* Begin *

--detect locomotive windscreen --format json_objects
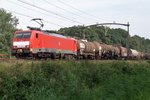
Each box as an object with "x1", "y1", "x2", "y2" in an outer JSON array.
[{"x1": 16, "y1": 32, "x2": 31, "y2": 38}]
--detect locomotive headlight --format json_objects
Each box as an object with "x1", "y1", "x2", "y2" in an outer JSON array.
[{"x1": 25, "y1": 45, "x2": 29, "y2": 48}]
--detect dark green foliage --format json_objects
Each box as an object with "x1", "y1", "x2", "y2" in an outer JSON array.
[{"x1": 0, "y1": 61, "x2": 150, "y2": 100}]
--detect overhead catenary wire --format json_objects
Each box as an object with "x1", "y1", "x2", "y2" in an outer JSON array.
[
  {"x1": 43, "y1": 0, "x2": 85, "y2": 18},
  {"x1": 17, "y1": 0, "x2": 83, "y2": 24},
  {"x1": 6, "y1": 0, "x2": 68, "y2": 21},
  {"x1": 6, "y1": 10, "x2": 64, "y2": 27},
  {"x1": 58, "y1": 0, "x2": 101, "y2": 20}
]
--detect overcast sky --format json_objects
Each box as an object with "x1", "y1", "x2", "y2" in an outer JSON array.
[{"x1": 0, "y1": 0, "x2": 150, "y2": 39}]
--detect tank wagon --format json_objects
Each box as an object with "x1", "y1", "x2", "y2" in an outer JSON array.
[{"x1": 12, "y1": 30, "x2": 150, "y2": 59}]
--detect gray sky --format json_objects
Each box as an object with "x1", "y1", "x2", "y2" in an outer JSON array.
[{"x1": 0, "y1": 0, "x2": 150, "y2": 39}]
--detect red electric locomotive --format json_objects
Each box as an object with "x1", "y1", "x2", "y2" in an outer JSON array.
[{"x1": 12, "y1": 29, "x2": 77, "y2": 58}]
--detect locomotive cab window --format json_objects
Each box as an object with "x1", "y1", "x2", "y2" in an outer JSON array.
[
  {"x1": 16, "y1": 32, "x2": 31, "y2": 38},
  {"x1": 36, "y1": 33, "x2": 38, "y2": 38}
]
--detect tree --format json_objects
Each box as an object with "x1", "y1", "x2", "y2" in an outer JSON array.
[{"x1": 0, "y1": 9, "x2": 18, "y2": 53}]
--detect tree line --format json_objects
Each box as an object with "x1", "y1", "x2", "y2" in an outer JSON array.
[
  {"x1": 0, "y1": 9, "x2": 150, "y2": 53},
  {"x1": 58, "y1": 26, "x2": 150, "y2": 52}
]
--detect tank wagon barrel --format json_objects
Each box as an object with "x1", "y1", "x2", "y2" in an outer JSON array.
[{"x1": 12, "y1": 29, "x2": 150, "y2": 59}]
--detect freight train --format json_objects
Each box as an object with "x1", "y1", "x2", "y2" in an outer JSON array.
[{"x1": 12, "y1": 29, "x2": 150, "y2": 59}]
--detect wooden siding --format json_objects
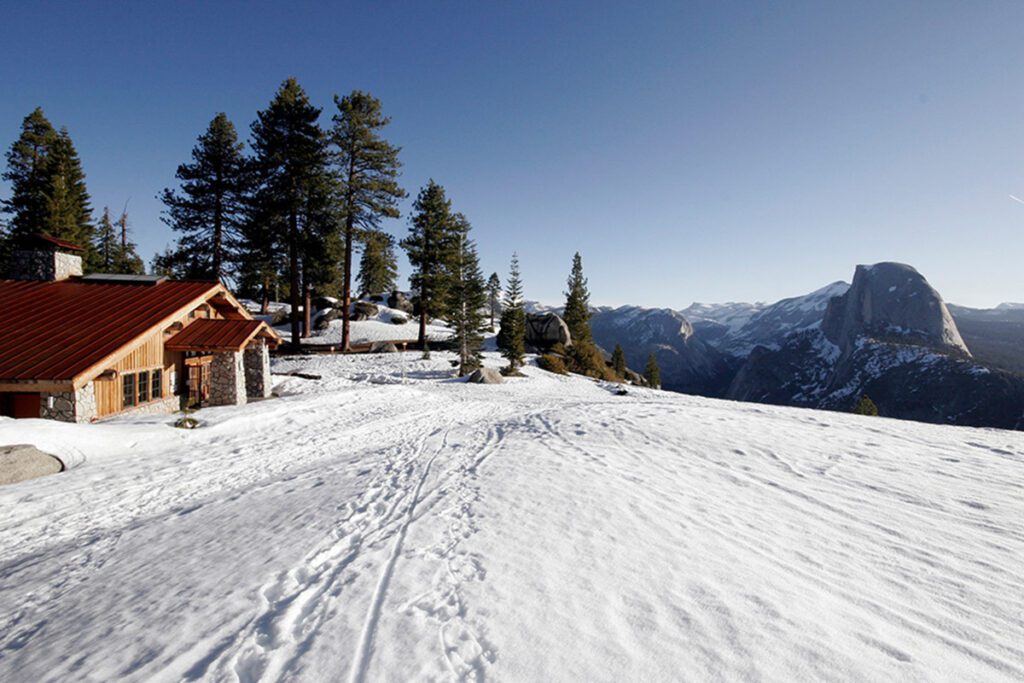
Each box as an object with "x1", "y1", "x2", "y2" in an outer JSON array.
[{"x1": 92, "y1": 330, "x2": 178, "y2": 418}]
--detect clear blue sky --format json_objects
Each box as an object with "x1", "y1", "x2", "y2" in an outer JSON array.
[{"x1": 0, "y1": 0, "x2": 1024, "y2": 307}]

* End *
* Begin *

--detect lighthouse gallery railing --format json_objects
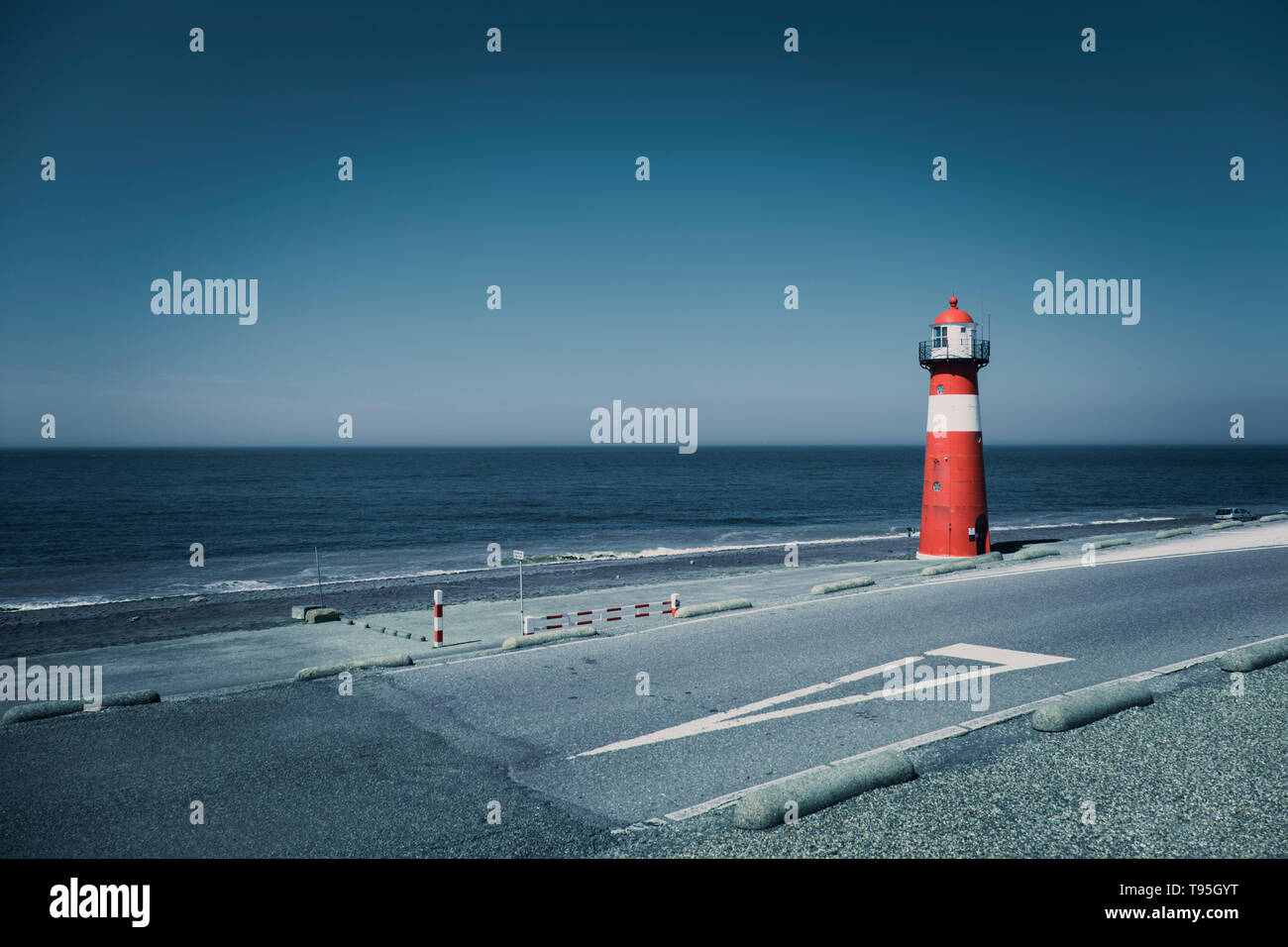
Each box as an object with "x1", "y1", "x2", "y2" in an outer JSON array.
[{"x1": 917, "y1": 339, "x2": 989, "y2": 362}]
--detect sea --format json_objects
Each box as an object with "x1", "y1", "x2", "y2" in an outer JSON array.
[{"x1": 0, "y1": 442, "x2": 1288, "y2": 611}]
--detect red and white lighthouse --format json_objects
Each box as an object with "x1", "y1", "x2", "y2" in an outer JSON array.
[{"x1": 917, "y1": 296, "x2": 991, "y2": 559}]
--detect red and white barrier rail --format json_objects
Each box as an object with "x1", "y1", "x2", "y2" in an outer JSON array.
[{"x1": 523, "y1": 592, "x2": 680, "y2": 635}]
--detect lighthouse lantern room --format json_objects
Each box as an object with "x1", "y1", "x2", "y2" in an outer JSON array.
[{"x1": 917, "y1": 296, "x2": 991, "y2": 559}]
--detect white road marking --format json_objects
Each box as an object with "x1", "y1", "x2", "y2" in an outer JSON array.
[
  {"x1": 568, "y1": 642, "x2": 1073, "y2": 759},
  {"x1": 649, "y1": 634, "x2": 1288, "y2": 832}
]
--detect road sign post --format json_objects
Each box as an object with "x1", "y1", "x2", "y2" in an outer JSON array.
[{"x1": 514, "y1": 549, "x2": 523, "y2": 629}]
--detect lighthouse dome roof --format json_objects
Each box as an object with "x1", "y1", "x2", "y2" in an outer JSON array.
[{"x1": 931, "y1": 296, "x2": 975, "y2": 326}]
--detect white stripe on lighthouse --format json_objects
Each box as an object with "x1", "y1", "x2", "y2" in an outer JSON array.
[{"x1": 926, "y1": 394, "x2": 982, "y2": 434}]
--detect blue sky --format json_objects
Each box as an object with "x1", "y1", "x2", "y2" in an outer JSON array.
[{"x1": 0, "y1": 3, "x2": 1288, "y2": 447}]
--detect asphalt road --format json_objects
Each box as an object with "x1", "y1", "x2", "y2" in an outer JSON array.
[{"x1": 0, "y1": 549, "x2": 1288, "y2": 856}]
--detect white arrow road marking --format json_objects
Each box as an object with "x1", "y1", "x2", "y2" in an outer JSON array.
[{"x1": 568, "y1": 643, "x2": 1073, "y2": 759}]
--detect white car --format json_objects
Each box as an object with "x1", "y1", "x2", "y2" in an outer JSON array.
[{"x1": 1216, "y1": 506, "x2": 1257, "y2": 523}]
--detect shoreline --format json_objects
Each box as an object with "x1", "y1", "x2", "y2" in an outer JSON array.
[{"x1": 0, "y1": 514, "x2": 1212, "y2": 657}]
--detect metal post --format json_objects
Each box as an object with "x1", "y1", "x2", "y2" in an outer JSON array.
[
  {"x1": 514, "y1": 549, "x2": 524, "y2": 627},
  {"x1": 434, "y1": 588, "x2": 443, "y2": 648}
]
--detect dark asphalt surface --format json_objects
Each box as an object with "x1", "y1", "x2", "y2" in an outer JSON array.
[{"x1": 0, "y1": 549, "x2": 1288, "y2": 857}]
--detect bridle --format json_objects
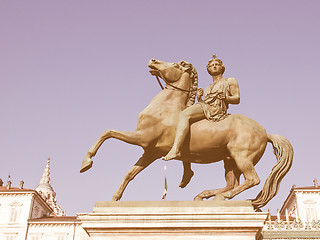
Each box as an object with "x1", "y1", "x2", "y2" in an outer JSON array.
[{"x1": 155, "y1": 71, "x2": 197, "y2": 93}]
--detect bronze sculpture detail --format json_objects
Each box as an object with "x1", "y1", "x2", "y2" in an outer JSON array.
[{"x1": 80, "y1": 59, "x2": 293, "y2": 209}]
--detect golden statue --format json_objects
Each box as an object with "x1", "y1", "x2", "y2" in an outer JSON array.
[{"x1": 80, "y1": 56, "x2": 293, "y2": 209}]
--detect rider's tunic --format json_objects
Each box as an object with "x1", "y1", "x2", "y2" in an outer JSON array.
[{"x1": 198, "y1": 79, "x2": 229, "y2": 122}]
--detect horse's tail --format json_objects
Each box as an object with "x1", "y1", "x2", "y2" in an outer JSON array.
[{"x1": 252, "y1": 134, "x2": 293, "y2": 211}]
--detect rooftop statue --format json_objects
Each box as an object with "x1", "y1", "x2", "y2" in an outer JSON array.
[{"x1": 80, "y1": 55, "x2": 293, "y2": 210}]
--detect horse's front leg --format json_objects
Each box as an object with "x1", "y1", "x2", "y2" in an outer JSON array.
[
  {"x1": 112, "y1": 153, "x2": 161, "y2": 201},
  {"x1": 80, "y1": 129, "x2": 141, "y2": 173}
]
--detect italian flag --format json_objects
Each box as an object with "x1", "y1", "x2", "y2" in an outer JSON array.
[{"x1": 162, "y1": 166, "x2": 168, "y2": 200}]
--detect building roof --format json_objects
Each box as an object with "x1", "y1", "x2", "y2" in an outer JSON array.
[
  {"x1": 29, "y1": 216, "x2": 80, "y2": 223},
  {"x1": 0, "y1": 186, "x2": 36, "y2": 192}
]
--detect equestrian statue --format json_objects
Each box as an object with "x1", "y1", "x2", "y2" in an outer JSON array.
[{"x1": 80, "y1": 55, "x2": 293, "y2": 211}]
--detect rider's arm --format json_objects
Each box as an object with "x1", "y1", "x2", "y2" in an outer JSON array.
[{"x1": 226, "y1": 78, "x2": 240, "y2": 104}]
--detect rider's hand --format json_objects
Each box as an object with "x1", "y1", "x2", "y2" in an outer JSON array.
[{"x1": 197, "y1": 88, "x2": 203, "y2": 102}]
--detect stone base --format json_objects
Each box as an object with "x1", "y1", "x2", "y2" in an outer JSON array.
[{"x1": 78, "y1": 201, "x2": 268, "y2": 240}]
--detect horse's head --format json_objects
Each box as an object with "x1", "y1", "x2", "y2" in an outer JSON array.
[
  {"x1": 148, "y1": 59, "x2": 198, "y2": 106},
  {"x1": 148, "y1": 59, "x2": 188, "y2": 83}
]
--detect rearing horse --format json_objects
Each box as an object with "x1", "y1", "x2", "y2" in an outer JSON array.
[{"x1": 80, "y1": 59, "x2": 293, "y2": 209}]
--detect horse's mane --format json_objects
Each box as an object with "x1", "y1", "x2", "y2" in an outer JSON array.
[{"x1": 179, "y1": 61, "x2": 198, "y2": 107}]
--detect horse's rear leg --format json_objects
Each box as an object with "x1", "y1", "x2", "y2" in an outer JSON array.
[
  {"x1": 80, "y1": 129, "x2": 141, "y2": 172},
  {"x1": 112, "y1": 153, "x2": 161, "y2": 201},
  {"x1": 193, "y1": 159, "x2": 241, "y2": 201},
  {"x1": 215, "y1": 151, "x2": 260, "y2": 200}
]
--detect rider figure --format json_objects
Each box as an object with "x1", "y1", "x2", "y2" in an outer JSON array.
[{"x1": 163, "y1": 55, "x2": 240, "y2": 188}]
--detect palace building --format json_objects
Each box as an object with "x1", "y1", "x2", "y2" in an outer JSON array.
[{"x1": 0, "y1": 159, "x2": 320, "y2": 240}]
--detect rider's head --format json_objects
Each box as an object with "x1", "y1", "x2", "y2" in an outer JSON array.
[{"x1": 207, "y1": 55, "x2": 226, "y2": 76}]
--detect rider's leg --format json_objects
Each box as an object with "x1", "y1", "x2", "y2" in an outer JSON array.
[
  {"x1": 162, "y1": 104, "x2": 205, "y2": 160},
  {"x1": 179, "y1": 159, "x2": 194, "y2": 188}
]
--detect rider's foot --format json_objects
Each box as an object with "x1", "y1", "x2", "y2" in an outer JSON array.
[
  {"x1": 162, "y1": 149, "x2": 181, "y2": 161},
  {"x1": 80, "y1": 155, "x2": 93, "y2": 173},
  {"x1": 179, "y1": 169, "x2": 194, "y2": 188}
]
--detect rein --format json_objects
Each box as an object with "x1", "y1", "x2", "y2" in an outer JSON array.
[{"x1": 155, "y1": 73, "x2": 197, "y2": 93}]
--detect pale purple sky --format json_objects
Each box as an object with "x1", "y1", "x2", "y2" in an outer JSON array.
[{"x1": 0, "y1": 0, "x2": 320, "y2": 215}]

* End *

Written problem
Pick out each row above that contains the string "lighthouse" and copy it in full. Matching is case-sensitive.

Written answer
--detect lighthouse gallery railing --format json_objects
--detect red and white lighthouse --format json_objects
--detect lighthouse lantern room --format json_objects
--detect lighthouse dome roof --format json_objects
--detect white stripe on lighthouse --format json_objects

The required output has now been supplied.